──────── Data provided ────────

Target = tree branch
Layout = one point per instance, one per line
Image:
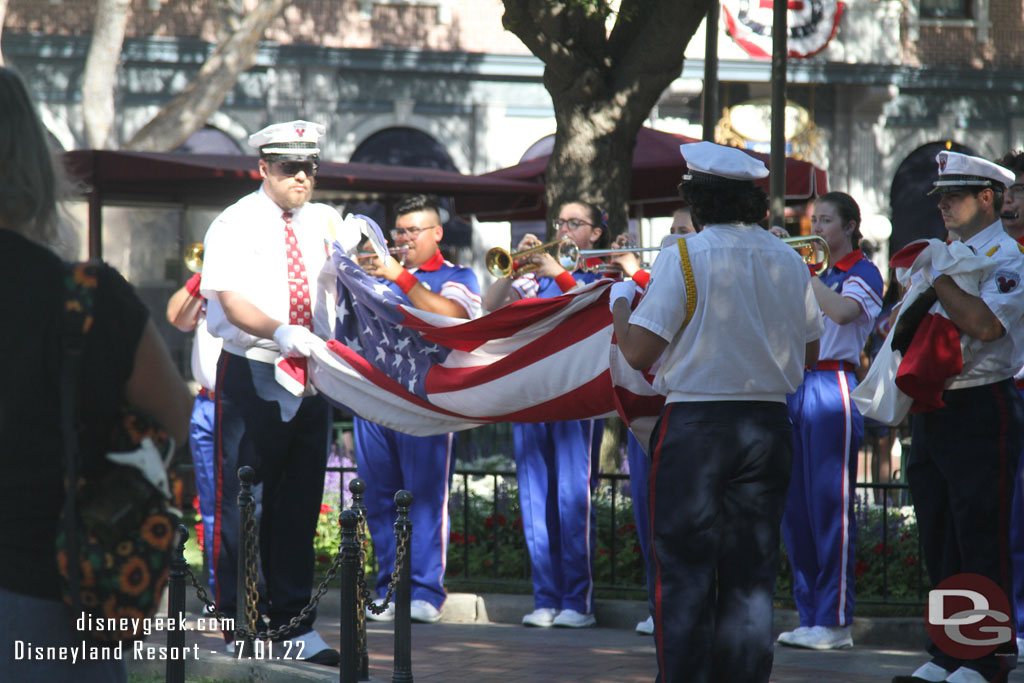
(190, 110)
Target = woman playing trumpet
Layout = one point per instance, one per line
(556, 462)
(818, 525)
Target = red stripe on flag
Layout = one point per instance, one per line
(576, 329)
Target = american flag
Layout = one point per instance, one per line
(420, 373)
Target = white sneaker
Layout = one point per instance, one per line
(541, 617)
(386, 615)
(572, 620)
(423, 611)
(786, 637)
(823, 638)
(965, 675)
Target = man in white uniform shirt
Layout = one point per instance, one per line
(261, 262)
(733, 311)
(964, 456)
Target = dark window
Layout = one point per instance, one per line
(945, 9)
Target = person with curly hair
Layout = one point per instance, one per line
(731, 313)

────────

▶ **What the task requires**:
Reproduce the entire listing above word for word, line by line, omitting the picture.

▶ **Completed task**:
Target = tree branch
Layout = one point per instance, one per line
Image:
(190, 110)
Target = woman playing trumpet
Layout = one point per instance, one per line
(556, 462)
(818, 525)
Target = red stripe on flag
Layout = one point per instance, one per line
(576, 329)
Target = american flag
Layout = one point per instance, one per line
(420, 373)
Target = white sneaker
Layout = one point per instance, one per line
(541, 617)
(386, 615)
(572, 620)
(423, 611)
(786, 637)
(823, 638)
(965, 675)
Target = man in white uniform shirt
Layout = one point per instance, one per line
(261, 262)
(733, 311)
(964, 456)
Target = dark window
Layout = one point per instance, one per line
(945, 9)
Target = person with curly hair
Layout = one point per instance, one per line
(731, 313)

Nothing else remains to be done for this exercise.